Article:
-- -- --

I have spent the last three months using Galileo AI on actual client projects. Not demos. Not side projects. Paying work where deadlines exist and the design has to be production-ready by Thursday.
Before I get to whether the $19 is worth it, here is the thing nobody tells you about AI design tools: the pricing page is usually lying. Not maliciously. Just... optimistically. The limits are softer than they look until suddenly they are not, and the feature that makes the tool useful is always on the tier above the one you picked.
Galileo AI is less guilty of this than most. But there are still things to know.
What Galileo AI Actually Costs
Galileo has three tiers. Here is the real breakdown, not the marketing version:
Free ($0/mo)
- 3 exports per month. That is it. Three.
- Standard generation speed — roughly 15-30 seconds per prompt
- You get the Figma plugin connection, which is the whole point
- No custom design system training
- Community access only — Discord, not email support
Three exports sounds stingy. It is stingy. But here is the thing: Galileo's generation quality is good enough that you can test whether it fits your workflow in those three exports. Export one dashboard mockup, one mobile screen, one landing page. If none of them click, you saved $19. If they do, you know exactly what you are buying.
Pro ($19/mo)
- Unlimited exports — the actual selling point
- Direct Figma plugin (generated designs import as editable layers, not flat images)

-- -- --

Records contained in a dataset
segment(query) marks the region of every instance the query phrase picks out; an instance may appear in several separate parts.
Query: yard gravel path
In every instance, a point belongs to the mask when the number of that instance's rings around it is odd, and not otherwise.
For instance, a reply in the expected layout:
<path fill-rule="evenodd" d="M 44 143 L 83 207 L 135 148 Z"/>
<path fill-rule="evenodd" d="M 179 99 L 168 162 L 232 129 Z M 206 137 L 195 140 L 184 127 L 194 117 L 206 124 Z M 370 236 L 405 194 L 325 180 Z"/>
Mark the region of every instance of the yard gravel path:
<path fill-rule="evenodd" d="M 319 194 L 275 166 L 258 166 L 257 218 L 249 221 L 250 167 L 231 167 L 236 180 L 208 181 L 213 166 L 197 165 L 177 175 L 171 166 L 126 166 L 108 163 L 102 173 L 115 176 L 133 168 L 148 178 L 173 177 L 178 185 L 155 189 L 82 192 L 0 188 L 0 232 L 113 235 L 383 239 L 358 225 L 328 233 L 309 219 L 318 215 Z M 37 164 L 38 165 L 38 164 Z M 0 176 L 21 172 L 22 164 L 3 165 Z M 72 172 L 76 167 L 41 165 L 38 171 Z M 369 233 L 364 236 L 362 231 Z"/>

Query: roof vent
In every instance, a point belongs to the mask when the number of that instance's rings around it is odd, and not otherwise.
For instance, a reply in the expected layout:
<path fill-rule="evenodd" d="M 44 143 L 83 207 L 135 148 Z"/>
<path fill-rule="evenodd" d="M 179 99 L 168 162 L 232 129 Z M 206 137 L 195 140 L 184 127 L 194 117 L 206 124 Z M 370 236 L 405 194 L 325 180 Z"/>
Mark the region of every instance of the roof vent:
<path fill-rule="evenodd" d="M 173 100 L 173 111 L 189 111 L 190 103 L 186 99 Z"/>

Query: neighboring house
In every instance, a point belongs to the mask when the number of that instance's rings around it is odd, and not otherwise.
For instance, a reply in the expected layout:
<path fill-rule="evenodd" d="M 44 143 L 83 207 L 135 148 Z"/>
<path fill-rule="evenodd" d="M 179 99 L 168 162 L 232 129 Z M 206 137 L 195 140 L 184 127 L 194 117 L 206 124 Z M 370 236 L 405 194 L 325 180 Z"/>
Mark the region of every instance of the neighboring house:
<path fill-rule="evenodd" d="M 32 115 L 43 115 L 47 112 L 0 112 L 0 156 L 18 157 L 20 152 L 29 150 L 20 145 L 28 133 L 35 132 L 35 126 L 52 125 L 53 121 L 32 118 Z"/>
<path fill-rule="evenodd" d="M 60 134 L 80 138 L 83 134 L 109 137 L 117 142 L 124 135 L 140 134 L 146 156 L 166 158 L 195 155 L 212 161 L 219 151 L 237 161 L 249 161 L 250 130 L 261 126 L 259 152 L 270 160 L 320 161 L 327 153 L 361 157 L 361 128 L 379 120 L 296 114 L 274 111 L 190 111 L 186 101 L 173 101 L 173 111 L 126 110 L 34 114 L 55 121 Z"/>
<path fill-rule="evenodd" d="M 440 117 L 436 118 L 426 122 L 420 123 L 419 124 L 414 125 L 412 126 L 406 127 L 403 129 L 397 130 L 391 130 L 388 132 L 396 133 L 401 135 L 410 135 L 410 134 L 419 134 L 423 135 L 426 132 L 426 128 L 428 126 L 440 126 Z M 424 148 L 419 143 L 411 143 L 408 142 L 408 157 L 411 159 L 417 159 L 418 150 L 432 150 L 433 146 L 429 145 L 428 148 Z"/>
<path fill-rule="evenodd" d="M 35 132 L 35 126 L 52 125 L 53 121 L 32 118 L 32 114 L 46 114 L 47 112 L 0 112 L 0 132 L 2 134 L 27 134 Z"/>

-- -- --

Problems to work on:
#1 Decide whether each statement agrees with the Galileo AI review. Answer yes or no, quoting the words from the review that decide it: (a) The free tier allows three exports per month. (b) The free tier includes email support. (c) On the Pro tier, generated designs import into Figma as flat images.
#2 Echo the part of the Galileo AI review from "- 3 exports" to "you are buying.".
#3 Translate this sentence from the Galileo AI review into Spanish: "Galileo AI is less guilty of this than most."

Responses in order:
#1
(a) Yes: "3 exports per month. That is it. Three."
(b) No: "Community access only — Discord, not email support"
(c) No: "generated designs import as editable layers, not flat images"

#2
- 3 exports per month. That is it. Three.
- Standard generation speed — roughly 15-30 seconds per prompt
- You get the Figma plugin connection, which is the whole point
- No custom design system training
- Community access only — Discord, not email support
Three exports sounds stingy. It is stingy. But here is the thing: Galileo's generation quality is good enough that you can test whether it fits your workflow in those three exports. Export one dashboard mockup, one mobile screen, one landing page. If none of them click, you saved $19. If they do, you know exactly what you are buying.

#3 Galileo AI es menos culpable de esto que la mayoría.